(Items from a dataset)
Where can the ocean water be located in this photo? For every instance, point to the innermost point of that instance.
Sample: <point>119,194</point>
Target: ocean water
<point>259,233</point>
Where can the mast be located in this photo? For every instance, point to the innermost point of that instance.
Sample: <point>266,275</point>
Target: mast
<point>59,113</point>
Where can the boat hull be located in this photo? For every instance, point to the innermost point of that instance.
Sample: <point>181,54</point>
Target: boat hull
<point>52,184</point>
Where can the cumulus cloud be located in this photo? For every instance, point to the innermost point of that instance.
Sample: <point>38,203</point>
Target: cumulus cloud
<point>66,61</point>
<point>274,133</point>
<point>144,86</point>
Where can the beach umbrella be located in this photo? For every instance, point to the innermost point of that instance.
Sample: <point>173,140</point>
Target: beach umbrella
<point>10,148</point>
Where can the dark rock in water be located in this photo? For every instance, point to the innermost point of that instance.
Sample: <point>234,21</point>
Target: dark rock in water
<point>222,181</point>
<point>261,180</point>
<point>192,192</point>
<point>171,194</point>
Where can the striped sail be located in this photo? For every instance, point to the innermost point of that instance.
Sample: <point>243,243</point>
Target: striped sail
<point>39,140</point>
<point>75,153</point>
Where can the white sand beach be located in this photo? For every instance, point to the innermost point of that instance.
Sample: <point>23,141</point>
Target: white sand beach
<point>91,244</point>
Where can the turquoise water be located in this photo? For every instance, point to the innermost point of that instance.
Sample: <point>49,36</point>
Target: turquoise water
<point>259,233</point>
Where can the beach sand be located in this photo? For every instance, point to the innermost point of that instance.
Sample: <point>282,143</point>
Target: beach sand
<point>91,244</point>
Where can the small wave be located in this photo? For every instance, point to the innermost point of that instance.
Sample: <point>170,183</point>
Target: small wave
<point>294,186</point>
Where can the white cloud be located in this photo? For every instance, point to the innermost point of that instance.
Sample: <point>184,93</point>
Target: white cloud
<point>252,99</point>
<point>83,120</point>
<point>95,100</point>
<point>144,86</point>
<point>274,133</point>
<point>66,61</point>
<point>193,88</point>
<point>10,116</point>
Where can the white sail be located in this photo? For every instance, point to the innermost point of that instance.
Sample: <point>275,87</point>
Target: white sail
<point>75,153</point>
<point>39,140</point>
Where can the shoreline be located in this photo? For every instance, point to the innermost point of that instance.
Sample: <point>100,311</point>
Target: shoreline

▶ _Task requirements_
Arrange every line of the records above as a numbered list, leaving out any blank lines.

▶ _Solution_
1. Where can the ocean water be located in this photo? For every instance, point to the innermost point of that instance.
2. Sample: <point>119,194</point>
3. Target: ocean water
4. <point>259,233</point>
5. Where can the mast be located in this photo? For every instance, point to the innermost point of that instance.
6. Sample: <point>266,275</point>
7. Target: mast
8. <point>59,113</point>
9. Where can the boat hull be located in this photo? For every instance, point to the innermost point of that instance.
10. Sample: <point>181,54</point>
11. Target: boat hull
12. <point>52,184</point>
13. Where can the cumulus cloud be located in this photo? For every instance, point to the innermost point of that instance.
14. Sample: <point>38,203</point>
15. Target: cumulus cloud
16. <point>66,61</point>
17. <point>274,133</point>
18. <point>144,86</point>
19. Where can the beach umbrella be located in this photo? For every instance, point to the innermost point of that instance.
20. Sample: <point>173,140</point>
21. Target: beach umbrella
22. <point>10,148</point>
23. Where can the dark rock in water be located in this photo? For every instance, point to the innermost point of that instance.
24. Sample: <point>234,21</point>
25. Target: dark rock in water
26. <point>222,181</point>
27. <point>261,180</point>
28. <point>192,192</point>
29. <point>171,194</point>
30. Where can the striped sail be located in this photo? For every instance, point to the innermost point of that instance.
31. Sample: <point>243,243</point>
32. Target: striped sail
33. <point>39,140</point>
34. <point>75,153</point>
35. Where can the white sand beach be located in this photo? For every instance, point to the innermost point of that instance.
36. Sample: <point>23,141</point>
37. Target: white sand beach
38. <point>91,244</point>
39. Where can the turquoise water be located in this photo? For every instance, point to the innermost point of that instance.
40. Sample: <point>49,36</point>
41. Target: turquoise water
42. <point>259,233</point>
43. Where can the beach sand be located in this photo? For every instance, point to the innermost point of that instance.
44. Sample: <point>282,143</point>
45. Target: beach sand
46. <point>91,244</point>
47. Where can the small wave be located in this photo? For every instance, point to the innermost point of that instance.
48. Sample: <point>170,183</point>
49. Target: small wave
50. <point>294,186</point>
51. Where can the white cloud be located in this photo? For every instance, point to the innermost point of that instance.
52. Sample: <point>184,93</point>
53. Target: white cloud
54. <point>252,99</point>
55. <point>83,120</point>
56. <point>95,100</point>
57. <point>144,86</point>
58. <point>274,133</point>
59. <point>66,61</point>
60. <point>193,88</point>
61. <point>10,116</point>
62. Where can the white sail be located in this photo? For every instance, point to the innermost point of that instance.
63. Sample: <point>275,87</point>
64. Target: white sail
65. <point>75,153</point>
66. <point>39,140</point>
67. Where can the shoreline be located in this photo? For every instance, point to the innermost point of that instance.
68. Sample: <point>100,311</point>
69. Target: shoreline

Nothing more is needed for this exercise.